### Source
In a unifying, optimistic and determined inaugural address to the nation, Jamaica’s history-making leader Portia Simpson Miller said although she affectionately embraces HRH Queen Elizabeth II, the time had come for an end to the sovereign rule over the island.

“I love the Queen. She is a beautiful lady,” the seventh elected and first female leader said, “and apart from being a beautiful lady, a wise lady and a wonderful lady, but I think time come.”

She made the bold statement at King’s House, a landmark location purchased by the British in 1872 to house Britain’s governor general to Jamaica.

“This 50th anniversary year will be a time for reflection on the lessons of the past; and as we celebrate our achievements as an independent nation, we now need to complete the circle of Independence,” the 66-year-old prime minister said.

“In this regard, we will therefore initiate the process of our detachment from the monarch to become a republic with our own indigenous president as head of state,” she added.

### Written tasks
(a) In the report on Portia Simpson Miller's inaugural address, when did the British purchase King's House?
(b) Carry on the report on Portia Simpson Miller's inaugural address, starting right after its last sentence.

### Raw data
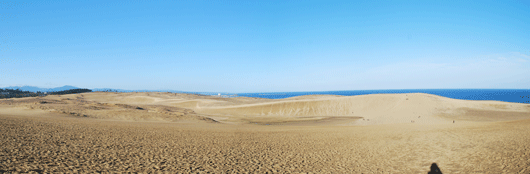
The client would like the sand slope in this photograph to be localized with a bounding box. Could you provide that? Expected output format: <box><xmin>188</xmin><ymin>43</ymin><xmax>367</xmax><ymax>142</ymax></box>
<box><xmin>0</xmin><ymin>92</ymin><xmax>530</xmax><ymax>173</ymax></box>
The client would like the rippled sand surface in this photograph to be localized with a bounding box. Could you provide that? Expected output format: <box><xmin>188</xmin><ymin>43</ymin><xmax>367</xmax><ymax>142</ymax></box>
<box><xmin>0</xmin><ymin>93</ymin><xmax>530</xmax><ymax>173</ymax></box>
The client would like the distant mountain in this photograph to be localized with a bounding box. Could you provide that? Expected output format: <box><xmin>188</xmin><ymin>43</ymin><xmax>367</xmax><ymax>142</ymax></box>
<box><xmin>4</xmin><ymin>85</ymin><xmax>79</xmax><ymax>92</ymax></box>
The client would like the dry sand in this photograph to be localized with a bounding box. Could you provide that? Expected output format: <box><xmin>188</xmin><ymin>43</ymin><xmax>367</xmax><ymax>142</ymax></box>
<box><xmin>0</xmin><ymin>92</ymin><xmax>530</xmax><ymax>173</ymax></box>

### Expected answers
(a) In 1872.

(b)
Segments of the crowd of approximately 10,000 invited guests cheered the controversial proposal if executed by referendum could elevate the island’s first female prime minister and only leader to take the oath twice in five years to the position of president.

“In our political history, it is a rare opportunity to be given a second chance to lead. It is also a sobering experience. But, I have been strengthened by the experience of going through the first phase of the journey,” Simpson-Miller added.

Present at the swearing-in ceremony were former Prime Ministers P.J. Patterson, Edward Seaga and Andrew Holness, the latter seated prominently on the same elevated stage to her right.

Conspicuously absent from the ceremony was the only former Prime Minister Bruce Golding, former leader of the Jamaica Labour Party and rival politician who defeated Simpson Miller in 2007.

Allegedly, Golding expressed similar sentiments almost one year ago suggesting Jamaica should replace the queen as head of state before Aug. 6, 2012, the 50th anniversary of independence.

“I have long believed that if I am to have a queen, it must be a Jamaican queen,” Golding said. “I would not wish to see us celebrate 50 years of Independence without completing that part of our ‘sovereignization’, for want of a better word,” he told legislators.

“We must fully repatriate our sovereignty,” Simpson Miller said, while urging the opposition to join with the government in abandoning the Privy Council and to embrace the approval of a Caribbean Court of Justice.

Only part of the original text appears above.